▸ **PROBLEM REQUIREMENTS**
Rewrite the items below, replacing "golden crumb texture" with "browned crumb surface" wherever it occurs and changing nothing else. Leave the pictures out.

▸ **INPUT**
▽

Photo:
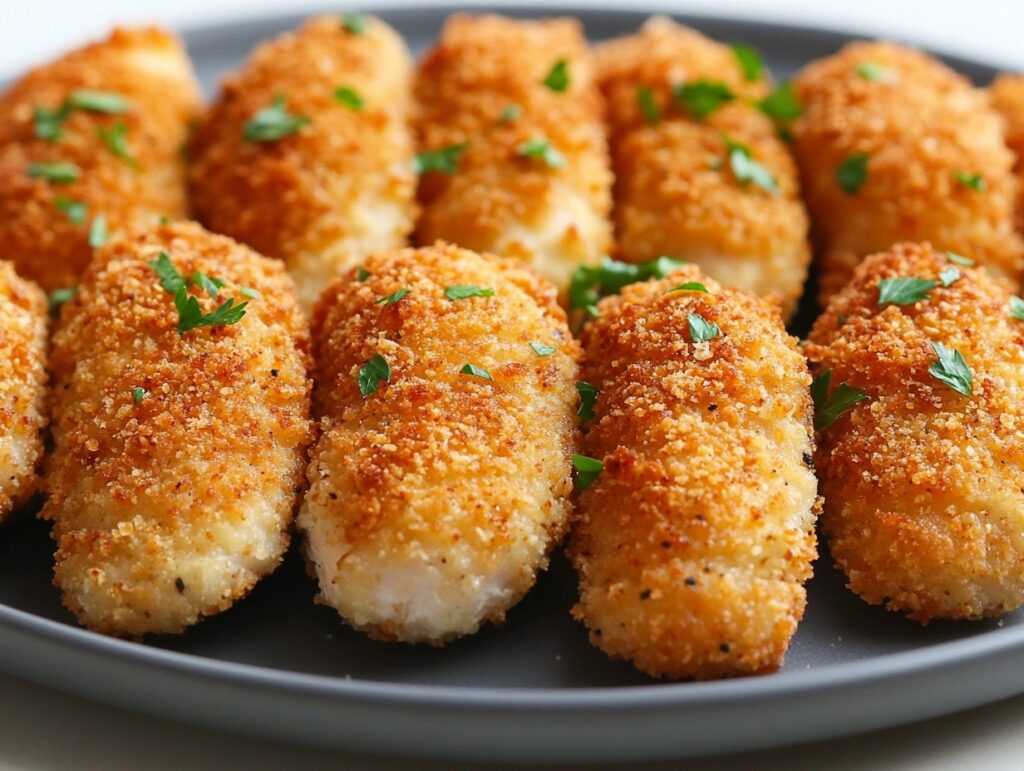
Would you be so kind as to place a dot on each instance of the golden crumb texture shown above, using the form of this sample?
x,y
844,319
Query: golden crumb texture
x,y
129,167
676,191
923,129
435,499
340,186
693,543
482,86
23,379
924,486
177,459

△

▸ **EXERCISE SOLUTION**
Photo:
Would you be so kind as to place a dot on each instance of the browned crumb surface shown above, using the form of this sample?
x,y
844,319
Query: browned crumb surface
x,y
129,167
676,191
923,129
435,499
340,186
693,543
482,86
23,379
924,486
177,459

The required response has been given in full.